• **What you are asked to do**
Print the listing from the line containing "is: concrete building" up to and including the line containing "[466,194,612,407]", leaving out any pictures.

[Dataset excerpt]
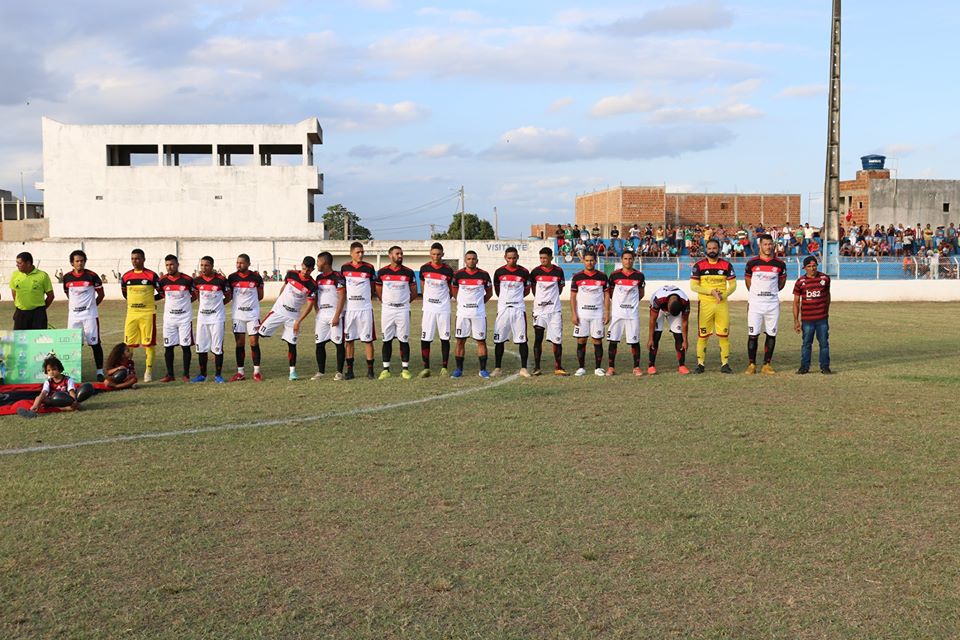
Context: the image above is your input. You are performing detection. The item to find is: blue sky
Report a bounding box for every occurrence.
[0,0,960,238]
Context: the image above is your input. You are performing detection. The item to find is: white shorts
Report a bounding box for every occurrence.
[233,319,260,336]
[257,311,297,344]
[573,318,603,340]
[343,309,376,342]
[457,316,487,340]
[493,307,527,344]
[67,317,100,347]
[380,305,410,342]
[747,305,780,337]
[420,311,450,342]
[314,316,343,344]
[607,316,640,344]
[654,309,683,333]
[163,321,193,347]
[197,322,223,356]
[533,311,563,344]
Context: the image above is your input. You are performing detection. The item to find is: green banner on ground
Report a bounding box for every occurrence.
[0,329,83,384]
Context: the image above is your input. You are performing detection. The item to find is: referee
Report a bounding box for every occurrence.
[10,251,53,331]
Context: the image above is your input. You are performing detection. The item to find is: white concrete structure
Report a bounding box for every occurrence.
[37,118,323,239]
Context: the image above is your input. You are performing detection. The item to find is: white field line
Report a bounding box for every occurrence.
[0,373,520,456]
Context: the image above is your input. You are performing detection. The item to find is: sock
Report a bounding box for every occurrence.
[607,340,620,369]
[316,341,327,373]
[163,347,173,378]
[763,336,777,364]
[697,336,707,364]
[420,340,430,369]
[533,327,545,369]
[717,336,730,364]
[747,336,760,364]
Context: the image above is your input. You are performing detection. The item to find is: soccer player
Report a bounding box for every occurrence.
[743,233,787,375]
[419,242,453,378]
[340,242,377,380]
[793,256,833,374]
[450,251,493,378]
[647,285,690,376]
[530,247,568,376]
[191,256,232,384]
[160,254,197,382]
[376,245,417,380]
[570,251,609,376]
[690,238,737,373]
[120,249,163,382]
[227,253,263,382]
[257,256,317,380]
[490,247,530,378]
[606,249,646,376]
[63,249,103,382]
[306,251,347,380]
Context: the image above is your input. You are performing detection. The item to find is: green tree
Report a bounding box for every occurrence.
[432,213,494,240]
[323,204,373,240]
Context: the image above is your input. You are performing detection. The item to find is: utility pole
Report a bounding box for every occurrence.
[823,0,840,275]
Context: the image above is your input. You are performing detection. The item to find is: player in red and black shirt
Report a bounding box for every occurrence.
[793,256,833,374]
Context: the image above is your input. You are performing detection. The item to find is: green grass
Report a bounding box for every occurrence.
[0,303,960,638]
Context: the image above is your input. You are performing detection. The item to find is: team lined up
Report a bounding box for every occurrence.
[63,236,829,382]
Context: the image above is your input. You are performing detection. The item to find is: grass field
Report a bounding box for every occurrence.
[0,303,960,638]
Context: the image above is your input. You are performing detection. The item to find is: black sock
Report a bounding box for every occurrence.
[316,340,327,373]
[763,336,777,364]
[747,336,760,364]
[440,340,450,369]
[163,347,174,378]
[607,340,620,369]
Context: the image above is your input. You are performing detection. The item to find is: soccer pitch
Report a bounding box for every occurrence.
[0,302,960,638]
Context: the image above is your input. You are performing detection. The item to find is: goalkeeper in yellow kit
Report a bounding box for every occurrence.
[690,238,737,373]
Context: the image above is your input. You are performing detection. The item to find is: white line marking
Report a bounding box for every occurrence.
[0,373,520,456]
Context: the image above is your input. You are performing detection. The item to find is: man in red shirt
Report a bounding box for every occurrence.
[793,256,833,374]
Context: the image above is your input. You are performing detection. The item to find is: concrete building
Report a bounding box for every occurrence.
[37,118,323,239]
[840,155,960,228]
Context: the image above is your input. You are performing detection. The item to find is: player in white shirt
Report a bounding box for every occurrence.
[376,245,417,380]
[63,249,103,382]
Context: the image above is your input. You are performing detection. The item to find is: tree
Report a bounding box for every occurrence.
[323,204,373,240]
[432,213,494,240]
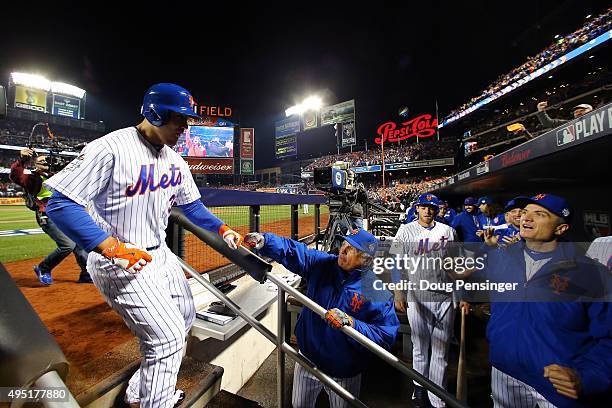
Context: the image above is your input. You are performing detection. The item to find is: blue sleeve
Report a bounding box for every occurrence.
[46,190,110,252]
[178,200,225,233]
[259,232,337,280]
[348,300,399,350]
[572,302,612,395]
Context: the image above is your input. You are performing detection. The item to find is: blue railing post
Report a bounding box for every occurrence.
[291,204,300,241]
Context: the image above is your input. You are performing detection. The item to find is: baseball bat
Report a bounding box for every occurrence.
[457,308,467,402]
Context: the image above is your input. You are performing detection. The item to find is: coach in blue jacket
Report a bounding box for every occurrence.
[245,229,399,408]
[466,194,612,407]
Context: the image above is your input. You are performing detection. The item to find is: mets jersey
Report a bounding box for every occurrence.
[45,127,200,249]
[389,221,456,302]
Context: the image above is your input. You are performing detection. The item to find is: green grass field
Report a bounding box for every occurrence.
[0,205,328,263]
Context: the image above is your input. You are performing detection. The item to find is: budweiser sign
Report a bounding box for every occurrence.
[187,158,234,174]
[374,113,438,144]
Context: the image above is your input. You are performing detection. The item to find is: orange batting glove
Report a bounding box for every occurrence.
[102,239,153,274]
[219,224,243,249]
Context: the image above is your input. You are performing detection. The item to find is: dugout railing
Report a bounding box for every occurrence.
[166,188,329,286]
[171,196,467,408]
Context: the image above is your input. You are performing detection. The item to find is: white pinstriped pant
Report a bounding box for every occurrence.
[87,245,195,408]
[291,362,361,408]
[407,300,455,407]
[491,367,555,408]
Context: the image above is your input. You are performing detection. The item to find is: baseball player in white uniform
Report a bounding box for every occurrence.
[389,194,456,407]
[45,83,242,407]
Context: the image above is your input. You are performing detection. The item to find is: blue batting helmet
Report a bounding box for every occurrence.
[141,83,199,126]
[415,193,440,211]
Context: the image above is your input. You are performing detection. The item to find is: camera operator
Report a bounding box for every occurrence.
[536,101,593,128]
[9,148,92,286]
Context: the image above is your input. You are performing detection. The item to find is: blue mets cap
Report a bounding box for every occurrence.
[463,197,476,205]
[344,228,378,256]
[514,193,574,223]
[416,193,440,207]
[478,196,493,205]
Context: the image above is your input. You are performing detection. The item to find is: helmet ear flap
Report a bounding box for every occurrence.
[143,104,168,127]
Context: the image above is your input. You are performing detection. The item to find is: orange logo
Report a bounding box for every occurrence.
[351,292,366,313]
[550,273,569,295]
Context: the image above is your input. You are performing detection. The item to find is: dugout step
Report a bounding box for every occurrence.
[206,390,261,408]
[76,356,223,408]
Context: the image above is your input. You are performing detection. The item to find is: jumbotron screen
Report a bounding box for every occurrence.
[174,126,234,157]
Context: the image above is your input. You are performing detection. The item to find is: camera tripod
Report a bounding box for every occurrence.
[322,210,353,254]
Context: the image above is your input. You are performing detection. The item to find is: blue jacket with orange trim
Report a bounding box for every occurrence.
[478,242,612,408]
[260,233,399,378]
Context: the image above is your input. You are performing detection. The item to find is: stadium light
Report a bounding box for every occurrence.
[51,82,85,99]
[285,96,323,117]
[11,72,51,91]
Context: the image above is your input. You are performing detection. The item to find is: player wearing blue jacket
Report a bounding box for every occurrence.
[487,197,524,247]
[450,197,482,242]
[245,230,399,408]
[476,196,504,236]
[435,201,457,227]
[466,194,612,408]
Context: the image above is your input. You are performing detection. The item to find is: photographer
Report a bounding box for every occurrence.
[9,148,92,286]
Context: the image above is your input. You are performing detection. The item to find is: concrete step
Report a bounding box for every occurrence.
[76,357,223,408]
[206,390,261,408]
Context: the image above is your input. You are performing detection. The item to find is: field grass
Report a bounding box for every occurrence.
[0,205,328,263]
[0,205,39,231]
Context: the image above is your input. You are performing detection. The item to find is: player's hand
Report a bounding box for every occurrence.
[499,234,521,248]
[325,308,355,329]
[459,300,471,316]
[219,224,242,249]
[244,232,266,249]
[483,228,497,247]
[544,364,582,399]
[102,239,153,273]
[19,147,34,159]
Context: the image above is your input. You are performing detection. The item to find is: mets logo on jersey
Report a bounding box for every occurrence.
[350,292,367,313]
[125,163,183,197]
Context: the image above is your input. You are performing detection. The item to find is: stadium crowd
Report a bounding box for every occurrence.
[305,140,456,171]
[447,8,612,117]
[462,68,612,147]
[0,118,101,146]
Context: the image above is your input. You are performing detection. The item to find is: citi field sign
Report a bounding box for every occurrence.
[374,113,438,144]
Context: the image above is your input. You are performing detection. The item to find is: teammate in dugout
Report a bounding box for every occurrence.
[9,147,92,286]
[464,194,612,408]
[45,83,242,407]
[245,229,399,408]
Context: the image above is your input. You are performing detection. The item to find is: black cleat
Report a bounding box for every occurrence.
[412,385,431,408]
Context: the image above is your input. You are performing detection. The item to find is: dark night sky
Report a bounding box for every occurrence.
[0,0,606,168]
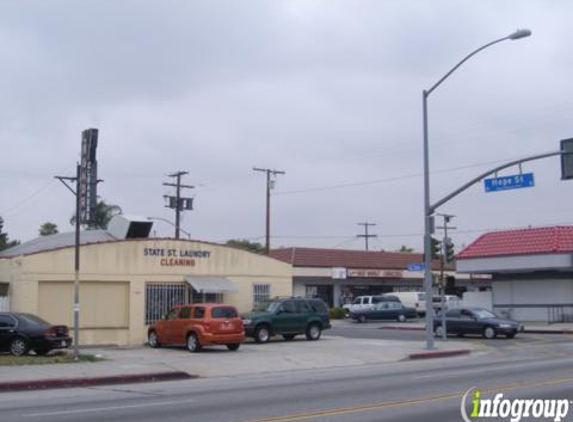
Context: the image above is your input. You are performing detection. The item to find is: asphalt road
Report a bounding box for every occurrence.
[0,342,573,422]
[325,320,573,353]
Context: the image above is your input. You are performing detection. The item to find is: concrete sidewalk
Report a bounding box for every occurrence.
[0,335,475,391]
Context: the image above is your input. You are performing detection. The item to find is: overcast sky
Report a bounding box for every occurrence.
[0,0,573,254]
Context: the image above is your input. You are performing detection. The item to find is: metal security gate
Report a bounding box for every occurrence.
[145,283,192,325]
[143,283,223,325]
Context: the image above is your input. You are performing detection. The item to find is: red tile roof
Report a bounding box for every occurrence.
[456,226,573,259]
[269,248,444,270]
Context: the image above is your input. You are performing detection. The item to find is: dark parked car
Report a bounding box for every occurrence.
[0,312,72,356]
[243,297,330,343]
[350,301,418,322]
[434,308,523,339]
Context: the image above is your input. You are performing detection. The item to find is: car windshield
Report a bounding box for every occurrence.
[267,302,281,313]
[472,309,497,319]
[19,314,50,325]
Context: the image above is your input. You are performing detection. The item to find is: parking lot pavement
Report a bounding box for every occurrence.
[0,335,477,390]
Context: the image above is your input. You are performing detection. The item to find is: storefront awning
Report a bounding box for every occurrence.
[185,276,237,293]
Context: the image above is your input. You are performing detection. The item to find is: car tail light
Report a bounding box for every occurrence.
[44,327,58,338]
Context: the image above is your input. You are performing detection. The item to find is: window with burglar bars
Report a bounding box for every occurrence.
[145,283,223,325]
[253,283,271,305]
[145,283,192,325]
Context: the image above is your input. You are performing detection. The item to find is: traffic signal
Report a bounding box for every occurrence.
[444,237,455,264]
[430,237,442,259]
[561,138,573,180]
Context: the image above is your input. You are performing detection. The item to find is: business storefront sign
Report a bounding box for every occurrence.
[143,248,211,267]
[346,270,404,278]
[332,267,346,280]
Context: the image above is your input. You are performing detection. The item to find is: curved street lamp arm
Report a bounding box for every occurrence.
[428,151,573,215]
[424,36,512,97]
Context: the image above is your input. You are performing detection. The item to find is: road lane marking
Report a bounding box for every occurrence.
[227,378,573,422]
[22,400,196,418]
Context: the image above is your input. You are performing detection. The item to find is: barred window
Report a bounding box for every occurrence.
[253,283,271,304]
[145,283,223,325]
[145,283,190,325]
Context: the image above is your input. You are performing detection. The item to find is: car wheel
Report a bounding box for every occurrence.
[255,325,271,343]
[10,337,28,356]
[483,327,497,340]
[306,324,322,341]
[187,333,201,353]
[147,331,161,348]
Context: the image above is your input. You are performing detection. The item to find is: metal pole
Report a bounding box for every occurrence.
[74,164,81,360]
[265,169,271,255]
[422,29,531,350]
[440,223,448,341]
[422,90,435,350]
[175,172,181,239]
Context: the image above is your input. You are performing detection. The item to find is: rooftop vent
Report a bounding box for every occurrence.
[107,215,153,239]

• **Output for this exercise**
Context: the image above is your input. You are performing detection. The item to find is: concrete building
Report a bounding box for every occurrence.
[37,118,323,239]
[840,155,960,228]
Context: the image above is your input. You are performing detection. The item to find is: player in white shirt
Report a bounding box for every occurrence.
[376,245,417,380]
[63,249,103,382]
Context: the image above is your input. You are performing detection. The item to find is: tree
Report a bounding box for every occurrence.
[323,204,373,240]
[432,213,494,240]
Context: the image above is your input. You are performing detection. The item to find is: blue sleeve
Report a bounding box for every occurrence.
[46,190,110,252]
[178,200,225,233]
[259,232,337,280]
[348,300,399,350]
[572,302,612,395]
Context: the image above is your input. You are performing detection. The item to find is: blue railing post
Report a bounding box for every occurrence.
[291,204,300,241]
Context: the image above is your input. You are performing detection. The item to find is: baseball bat
Report a bounding box for every occurrence.
[457,308,467,402]
Context: the image above is your input. You are performing detection. The item to find is: coach in blue jacket
Report a bounding box for every occurrence.
[245,229,399,408]
[466,194,612,407]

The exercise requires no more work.